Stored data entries
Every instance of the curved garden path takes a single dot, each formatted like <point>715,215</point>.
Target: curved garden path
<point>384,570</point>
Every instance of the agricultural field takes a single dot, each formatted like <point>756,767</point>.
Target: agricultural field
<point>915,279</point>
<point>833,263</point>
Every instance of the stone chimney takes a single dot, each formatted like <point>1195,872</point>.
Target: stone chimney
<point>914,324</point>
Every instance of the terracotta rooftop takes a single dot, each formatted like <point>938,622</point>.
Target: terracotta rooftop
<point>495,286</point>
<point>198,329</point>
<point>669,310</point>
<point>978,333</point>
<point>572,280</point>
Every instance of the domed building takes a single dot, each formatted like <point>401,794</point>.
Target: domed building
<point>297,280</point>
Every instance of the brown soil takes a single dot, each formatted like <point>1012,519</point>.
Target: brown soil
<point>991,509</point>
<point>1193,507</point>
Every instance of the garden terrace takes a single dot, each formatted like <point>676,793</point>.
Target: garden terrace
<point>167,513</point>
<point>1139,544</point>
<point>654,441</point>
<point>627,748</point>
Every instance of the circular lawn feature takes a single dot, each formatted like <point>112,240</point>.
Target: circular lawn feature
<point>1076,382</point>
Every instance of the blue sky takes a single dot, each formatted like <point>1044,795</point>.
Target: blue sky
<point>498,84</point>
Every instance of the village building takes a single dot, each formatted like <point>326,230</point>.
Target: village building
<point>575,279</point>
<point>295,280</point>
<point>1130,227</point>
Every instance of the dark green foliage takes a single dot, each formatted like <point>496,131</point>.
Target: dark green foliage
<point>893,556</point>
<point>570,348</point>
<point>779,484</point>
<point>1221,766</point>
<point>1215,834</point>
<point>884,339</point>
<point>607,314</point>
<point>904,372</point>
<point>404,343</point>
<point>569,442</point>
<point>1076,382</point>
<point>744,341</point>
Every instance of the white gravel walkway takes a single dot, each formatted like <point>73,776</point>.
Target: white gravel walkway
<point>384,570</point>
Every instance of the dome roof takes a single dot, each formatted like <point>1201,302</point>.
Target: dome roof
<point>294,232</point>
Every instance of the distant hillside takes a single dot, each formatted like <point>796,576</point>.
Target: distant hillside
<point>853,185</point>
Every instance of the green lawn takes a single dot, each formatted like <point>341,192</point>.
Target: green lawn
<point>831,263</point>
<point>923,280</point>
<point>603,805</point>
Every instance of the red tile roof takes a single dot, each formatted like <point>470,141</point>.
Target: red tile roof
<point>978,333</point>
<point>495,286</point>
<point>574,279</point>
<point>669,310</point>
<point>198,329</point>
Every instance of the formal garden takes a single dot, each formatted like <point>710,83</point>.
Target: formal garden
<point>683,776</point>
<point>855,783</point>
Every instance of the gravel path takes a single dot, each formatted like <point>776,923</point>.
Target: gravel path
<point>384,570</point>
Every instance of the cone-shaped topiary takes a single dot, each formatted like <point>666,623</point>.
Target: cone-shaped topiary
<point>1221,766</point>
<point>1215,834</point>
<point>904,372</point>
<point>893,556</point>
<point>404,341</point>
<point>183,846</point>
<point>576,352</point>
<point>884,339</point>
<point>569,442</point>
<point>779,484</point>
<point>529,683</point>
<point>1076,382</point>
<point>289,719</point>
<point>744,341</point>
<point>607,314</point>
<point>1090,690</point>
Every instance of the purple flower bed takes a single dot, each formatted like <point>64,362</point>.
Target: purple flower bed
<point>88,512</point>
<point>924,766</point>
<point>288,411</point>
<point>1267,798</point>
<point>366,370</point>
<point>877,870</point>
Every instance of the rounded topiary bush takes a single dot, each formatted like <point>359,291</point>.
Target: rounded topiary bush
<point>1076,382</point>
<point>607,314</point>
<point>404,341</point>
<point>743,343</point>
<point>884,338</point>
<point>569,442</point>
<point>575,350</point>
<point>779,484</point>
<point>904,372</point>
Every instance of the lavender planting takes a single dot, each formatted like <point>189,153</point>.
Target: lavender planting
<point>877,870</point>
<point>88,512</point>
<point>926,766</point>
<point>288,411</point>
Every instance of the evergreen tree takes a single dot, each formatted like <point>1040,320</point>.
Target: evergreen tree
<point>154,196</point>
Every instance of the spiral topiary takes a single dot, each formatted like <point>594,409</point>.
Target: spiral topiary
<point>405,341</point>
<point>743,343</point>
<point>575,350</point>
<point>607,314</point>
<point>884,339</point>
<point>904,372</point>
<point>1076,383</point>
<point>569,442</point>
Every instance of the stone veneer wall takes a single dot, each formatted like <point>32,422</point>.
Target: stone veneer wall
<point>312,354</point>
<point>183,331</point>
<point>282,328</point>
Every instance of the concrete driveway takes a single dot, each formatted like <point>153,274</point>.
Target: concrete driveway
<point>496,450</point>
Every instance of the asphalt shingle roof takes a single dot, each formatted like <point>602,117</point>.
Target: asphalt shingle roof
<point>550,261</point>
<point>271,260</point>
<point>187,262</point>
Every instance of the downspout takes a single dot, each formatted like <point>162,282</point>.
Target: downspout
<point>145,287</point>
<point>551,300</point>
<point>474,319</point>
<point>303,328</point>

• [Assignment]
Word for word, repeat the data from its first line through the line with "Every instance of the dark", including both of those lines and no others.

• [Exercise answer]
Every instance of the curved garden path takes a single dot, each formatted like <point>715,215</point>.
Target: curved garden path
<point>384,570</point>
Every instance of the agricultural field takes a single dot, each formatted like <point>756,767</point>.
Target: agricultural field
<point>915,279</point>
<point>833,263</point>
Every instance of the stone chimney takes a single dot, each formatted like <point>1195,872</point>.
Target: stone chimney
<point>914,324</point>
Every instance of the terracotta rooftop takes a single dot, each formatted like <point>938,622</point>.
Target: terracotta rooftop
<point>495,286</point>
<point>198,329</point>
<point>669,310</point>
<point>978,333</point>
<point>572,280</point>
Every instance of the domed building takes a single dot, each formatted like <point>401,794</point>.
Target: domed building
<point>297,280</point>
Every instance of the brown soil takes a single dot, each formatted like <point>1012,519</point>.
Target: brown soil
<point>991,509</point>
<point>1193,507</point>
Every instance of the garden terrace takes a single dot, each formatted like <point>676,793</point>.
Target: garden terrace
<point>167,513</point>
<point>1139,544</point>
<point>654,441</point>
<point>627,748</point>
Every instance of the circular lawn feature takes a single dot, each formatted like <point>112,240</point>.
Target: circular lawn feature
<point>1076,382</point>
Every instance of the blue sky takes a single dot, each formatted like <point>1044,795</point>.
Target: blue sky
<point>498,84</point>
Every instance of the village building takes a single dot, each formatted like <point>326,230</point>.
Target: village building
<point>575,279</point>
<point>295,280</point>
<point>1130,227</point>
Every instance of the dark green foliage takes a single dot, each formatted like <point>496,131</point>.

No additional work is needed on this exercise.